- TASK STATEMENT
Repeat the listing in full, preserving every character.

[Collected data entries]
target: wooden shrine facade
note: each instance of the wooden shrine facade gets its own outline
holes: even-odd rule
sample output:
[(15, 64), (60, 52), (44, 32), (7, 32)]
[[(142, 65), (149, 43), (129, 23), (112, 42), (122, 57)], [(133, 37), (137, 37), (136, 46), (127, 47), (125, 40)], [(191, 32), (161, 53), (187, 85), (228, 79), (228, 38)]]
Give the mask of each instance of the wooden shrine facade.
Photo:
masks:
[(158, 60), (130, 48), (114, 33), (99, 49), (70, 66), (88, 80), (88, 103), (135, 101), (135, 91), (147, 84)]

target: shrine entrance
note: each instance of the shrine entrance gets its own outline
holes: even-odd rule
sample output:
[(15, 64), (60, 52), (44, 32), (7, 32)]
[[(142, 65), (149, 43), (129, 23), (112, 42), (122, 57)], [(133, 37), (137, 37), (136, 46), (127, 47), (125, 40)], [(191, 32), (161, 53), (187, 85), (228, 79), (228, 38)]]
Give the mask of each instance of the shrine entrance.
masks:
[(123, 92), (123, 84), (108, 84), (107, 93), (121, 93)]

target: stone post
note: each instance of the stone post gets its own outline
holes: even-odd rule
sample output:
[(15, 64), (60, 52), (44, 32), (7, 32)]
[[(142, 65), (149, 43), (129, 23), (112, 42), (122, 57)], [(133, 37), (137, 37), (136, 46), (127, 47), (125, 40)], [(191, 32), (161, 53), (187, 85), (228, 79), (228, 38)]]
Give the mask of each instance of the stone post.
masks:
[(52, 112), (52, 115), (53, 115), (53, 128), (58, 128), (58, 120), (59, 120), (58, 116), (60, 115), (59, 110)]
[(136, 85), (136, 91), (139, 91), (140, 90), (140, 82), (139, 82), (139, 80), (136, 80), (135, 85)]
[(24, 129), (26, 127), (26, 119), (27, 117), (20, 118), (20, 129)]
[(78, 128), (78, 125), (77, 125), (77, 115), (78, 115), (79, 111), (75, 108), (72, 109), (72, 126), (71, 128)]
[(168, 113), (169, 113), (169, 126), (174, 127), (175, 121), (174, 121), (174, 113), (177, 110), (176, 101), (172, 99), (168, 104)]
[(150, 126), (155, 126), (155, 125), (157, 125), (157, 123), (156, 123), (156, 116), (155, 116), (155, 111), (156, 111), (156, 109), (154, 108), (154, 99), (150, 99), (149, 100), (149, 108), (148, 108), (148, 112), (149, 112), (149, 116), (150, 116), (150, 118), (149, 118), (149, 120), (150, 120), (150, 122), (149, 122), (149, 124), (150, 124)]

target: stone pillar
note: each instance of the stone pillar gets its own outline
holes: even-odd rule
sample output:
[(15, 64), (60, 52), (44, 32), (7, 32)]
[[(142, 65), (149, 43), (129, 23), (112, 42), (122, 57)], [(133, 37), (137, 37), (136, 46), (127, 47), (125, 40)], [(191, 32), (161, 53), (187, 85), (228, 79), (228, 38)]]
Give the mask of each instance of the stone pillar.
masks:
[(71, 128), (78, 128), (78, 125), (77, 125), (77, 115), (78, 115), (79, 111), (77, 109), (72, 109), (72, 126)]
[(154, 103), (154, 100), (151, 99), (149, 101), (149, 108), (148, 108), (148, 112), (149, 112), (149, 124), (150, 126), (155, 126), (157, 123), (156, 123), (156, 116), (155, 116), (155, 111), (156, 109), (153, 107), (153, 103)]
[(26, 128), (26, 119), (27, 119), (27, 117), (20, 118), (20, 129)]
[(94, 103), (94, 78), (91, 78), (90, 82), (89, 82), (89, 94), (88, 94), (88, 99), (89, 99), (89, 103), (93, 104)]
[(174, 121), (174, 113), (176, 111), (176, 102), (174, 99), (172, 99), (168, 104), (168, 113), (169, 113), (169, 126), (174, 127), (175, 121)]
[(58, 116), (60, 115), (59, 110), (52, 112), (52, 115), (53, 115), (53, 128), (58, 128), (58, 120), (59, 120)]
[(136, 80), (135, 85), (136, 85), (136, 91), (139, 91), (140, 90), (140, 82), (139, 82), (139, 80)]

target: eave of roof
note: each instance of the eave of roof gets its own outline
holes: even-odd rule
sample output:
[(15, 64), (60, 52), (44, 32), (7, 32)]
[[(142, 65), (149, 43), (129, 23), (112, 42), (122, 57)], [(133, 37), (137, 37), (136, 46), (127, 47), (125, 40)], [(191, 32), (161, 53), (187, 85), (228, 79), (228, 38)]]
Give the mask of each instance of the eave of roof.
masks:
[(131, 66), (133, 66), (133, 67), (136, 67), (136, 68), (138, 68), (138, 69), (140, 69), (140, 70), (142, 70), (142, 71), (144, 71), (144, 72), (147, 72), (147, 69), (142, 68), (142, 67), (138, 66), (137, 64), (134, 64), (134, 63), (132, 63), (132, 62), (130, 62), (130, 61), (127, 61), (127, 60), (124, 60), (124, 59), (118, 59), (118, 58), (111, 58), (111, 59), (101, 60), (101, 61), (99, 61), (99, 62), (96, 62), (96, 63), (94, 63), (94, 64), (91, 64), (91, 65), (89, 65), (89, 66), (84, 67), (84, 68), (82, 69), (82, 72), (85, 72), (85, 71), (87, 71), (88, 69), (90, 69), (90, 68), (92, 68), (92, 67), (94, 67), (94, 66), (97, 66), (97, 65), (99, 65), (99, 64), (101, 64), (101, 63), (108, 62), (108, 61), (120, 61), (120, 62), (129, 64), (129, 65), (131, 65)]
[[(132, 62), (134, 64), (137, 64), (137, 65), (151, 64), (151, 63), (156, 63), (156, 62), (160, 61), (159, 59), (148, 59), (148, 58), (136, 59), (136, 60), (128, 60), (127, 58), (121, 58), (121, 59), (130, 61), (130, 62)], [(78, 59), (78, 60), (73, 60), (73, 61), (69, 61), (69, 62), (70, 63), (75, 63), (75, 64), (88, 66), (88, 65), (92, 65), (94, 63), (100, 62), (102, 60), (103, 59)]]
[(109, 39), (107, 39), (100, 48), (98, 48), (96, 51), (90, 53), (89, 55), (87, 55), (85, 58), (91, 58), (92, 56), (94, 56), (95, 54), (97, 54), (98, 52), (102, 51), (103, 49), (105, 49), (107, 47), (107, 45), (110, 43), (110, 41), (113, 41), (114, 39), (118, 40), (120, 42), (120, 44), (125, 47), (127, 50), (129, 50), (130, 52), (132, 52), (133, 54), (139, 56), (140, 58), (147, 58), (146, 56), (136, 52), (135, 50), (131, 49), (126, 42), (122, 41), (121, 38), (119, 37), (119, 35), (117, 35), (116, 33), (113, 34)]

- RESPONSE TO THIS TASK
target: wooden shrine facade
note: each instance of the wooden shrine facade gets its own outline
holes: even-odd rule
sample output:
[(15, 64), (60, 52), (44, 32), (7, 32)]
[[(142, 65), (149, 43), (129, 23), (112, 42), (122, 57)], [(133, 37), (137, 37), (136, 46), (127, 47), (125, 40)], [(191, 32), (161, 53), (187, 85), (228, 79), (228, 38)]]
Give the mask of each instance of the wooden shrine facade.
Photo:
masks:
[(158, 60), (130, 48), (114, 33), (99, 49), (70, 66), (88, 80), (88, 103), (135, 101), (135, 91), (147, 84)]

target: shrine entrance
note: each instance of the shrine entrance gets its own outline
holes: even-odd rule
sample output:
[(15, 64), (60, 52), (44, 32), (7, 32)]
[[(142, 65), (149, 43), (129, 23), (112, 42), (122, 57)], [(133, 37), (137, 37), (136, 46), (127, 47), (125, 40)], [(191, 32), (161, 53), (187, 85), (228, 79), (228, 38)]]
Give the mask of each instance of the shrine entrance.
masks:
[(123, 92), (123, 84), (108, 84), (107, 93), (121, 93)]

target: stone post
note: each instance of the stone post gets its own outline
holes: even-odd rule
sample output:
[(15, 64), (60, 52), (44, 32), (7, 32)]
[[(142, 65), (149, 43), (129, 23), (112, 42), (122, 57)], [(133, 37), (137, 37), (136, 46), (127, 47), (125, 40)], [(191, 32), (161, 53), (187, 85), (228, 79), (228, 38)]]
Give the mask of each instance of the stone post.
masks:
[(52, 112), (52, 115), (53, 115), (53, 128), (58, 128), (58, 120), (59, 120), (58, 116), (60, 115), (59, 110)]
[(136, 85), (136, 91), (139, 91), (140, 90), (140, 82), (139, 82), (139, 80), (136, 80), (135, 85)]
[(24, 129), (26, 127), (26, 119), (27, 117), (20, 118), (20, 129)]
[(78, 128), (78, 125), (77, 125), (77, 115), (78, 115), (79, 111), (75, 108), (72, 109), (72, 126), (71, 128)]
[(168, 113), (169, 113), (169, 126), (174, 127), (175, 121), (174, 121), (174, 113), (177, 110), (176, 101), (172, 99), (168, 104)]
[(150, 126), (155, 126), (155, 125), (157, 125), (157, 123), (156, 123), (156, 116), (155, 116), (155, 111), (156, 111), (156, 109), (154, 108), (154, 99), (150, 99), (149, 100), (149, 108), (148, 108), (148, 112), (149, 112), (149, 116), (150, 116), (150, 118), (149, 118), (149, 120), (150, 120), (150, 122), (149, 122), (149, 124), (150, 124)]

target: stone pillar
note: each instance of the stone pillar gets its own outline
holes: even-odd rule
sample output:
[(15, 64), (60, 52), (44, 32), (7, 32)]
[[(142, 65), (149, 43), (129, 23), (112, 42), (122, 57)], [(133, 37), (137, 37), (136, 46), (127, 47), (125, 40)], [(191, 32), (161, 53), (187, 85), (228, 79), (228, 38)]]
Give the mask of each instance of the stone pillar.
masks:
[(71, 128), (78, 128), (78, 125), (77, 125), (77, 115), (78, 115), (79, 111), (77, 109), (72, 109), (72, 126)]
[(154, 103), (154, 100), (151, 99), (149, 101), (149, 108), (148, 108), (148, 112), (149, 112), (149, 124), (150, 126), (155, 126), (157, 123), (156, 123), (156, 116), (155, 116), (155, 111), (156, 109), (153, 107), (153, 103)]
[(26, 128), (26, 119), (27, 119), (27, 117), (20, 118), (20, 129)]
[(94, 103), (94, 78), (91, 78), (90, 82), (89, 82), (89, 94), (88, 94), (88, 99), (89, 99), (89, 103), (93, 104)]
[(174, 121), (174, 113), (176, 111), (176, 102), (174, 99), (172, 99), (168, 104), (168, 113), (169, 113), (169, 126), (174, 127), (175, 121)]
[(58, 116), (60, 115), (59, 110), (52, 112), (52, 115), (53, 115), (53, 128), (58, 128), (58, 120), (59, 120)]
[(136, 80), (135, 85), (136, 85), (136, 91), (139, 91), (140, 90), (140, 82), (139, 82), (139, 80)]

target: eave of roof
note: each instance of the eave of roof gets its own outline
holes: even-odd rule
sample output:
[(15, 64), (60, 52), (44, 32), (7, 32)]
[[(142, 65), (149, 43), (129, 23), (112, 42), (122, 57)], [(133, 37), (137, 37), (136, 46), (127, 47), (125, 40)], [(191, 32), (161, 53), (187, 85), (228, 79), (228, 38)]]
Give the mask of each instance of the eave of roof.
masks:
[(131, 66), (133, 66), (133, 67), (136, 67), (136, 68), (138, 68), (138, 69), (140, 69), (140, 70), (142, 70), (142, 71), (144, 71), (144, 72), (147, 72), (147, 69), (142, 68), (142, 67), (138, 66), (137, 64), (134, 64), (134, 63), (132, 63), (132, 62), (130, 62), (130, 61), (127, 61), (127, 60), (124, 60), (124, 59), (118, 59), (118, 58), (111, 58), (111, 59), (101, 60), (101, 61), (99, 61), (99, 62), (96, 62), (96, 63), (94, 63), (94, 64), (91, 64), (91, 65), (89, 65), (89, 66), (84, 67), (84, 68), (82, 69), (82, 72), (85, 72), (85, 71), (87, 71), (88, 69), (90, 69), (90, 68), (92, 68), (92, 67), (94, 67), (94, 66), (97, 66), (97, 65), (99, 65), (99, 64), (101, 64), (101, 63), (108, 62), (108, 61), (120, 61), (120, 62), (129, 64), (129, 65), (131, 65)]
[[(132, 62), (134, 64), (137, 64), (137, 65), (151, 64), (151, 63), (156, 63), (156, 62), (160, 61), (159, 59), (148, 59), (148, 58), (136, 59), (136, 60), (128, 60), (127, 58), (121, 58), (121, 59), (130, 61), (130, 62)], [(78, 59), (78, 60), (73, 60), (73, 61), (69, 61), (69, 62), (70, 63), (75, 63), (75, 64), (88, 66), (88, 65), (92, 65), (94, 63), (100, 62), (102, 60), (103, 59)]]
[(109, 39), (107, 39), (100, 48), (98, 48), (96, 51), (90, 53), (89, 55), (87, 55), (85, 58), (91, 58), (92, 56), (94, 56), (95, 54), (97, 54), (98, 52), (102, 51), (103, 49), (105, 49), (107, 47), (107, 45), (110, 43), (110, 41), (113, 41), (114, 39), (118, 40), (120, 42), (120, 44), (125, 47), (127, 50), (129, 50), (130, 52), (132, 52), (133, 54), (139, 56), (140, 58), (147, 58), (146, 56), (136, 52), (135, 50), (131, 49), (126, 42), (122, 41), (121, 38), (119, 37), (119, 35), (117, 35), (116, 33), (113, 34)]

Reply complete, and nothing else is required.